*INSTRUCTIONS*.
- A) Retype the part of the passage on multiple comparisons that begins at the words "So, how do we" and stops after "no fortune here.".
- B) In the passage on multiple comparisons, what do statisticians advocate for researchers who change their mind midstream?

This is kind of hard, you have to think about your problem in advance, and it’s wasteful of data.  Researchers find it hard to dispose of data just because they changed their mind on a research issue.  So, statisticians advocate adjustments for multiple comparisons—change your mind midstream then adjust the threshold for significance.  However, it’s rare that published papers actually report multiple comparisons that are not part of their designed study, even when they cite previous work on a data set.  As Professor Gelman points out even this is not enough; what would you have done if the data were different?

So, how do we deal with this?

The most popular path is to ignore all of this Mathy stuff as much ado and seek a small p-value for your study; after all this pays more, in both fame and fortune.  One could also plan the research, formulate a falsifiable hypothesis, collect sufficient data to reasonably expect to detect the expected result, apply the tests, and then replicate the results on a new data set; little fame and no fortune here.

*RECORDED INFORMATION*.
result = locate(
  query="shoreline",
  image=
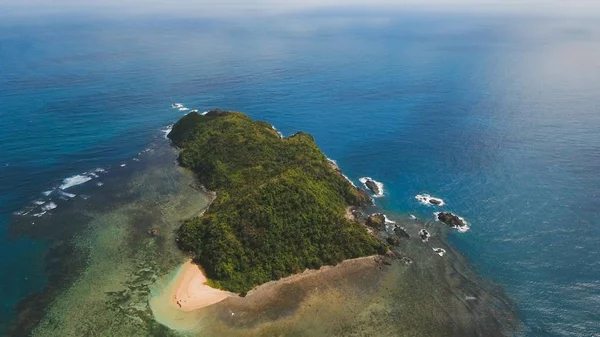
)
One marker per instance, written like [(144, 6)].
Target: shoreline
[(191, 292), (188, 291)]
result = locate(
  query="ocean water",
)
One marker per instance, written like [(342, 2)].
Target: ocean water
[(497, 115)]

*ANSWERS PROVIDED*.
- A)
So, how do we deal with this?

The most popular path is to ignore all of this Mathy stuff as much ado and seek a small p-value for your study; after all this pays more, in both fame and fortune.  One could also plan the research, formulate a falsifiable hypothesis, collect sufficient data to reasonably expect to detect the expected result, apply the tests, and then replicate the results on a new data set; little fame and no fortune here.

- B) Adjustments for multiple comparisons, meaning the threshold for significance is adjusted.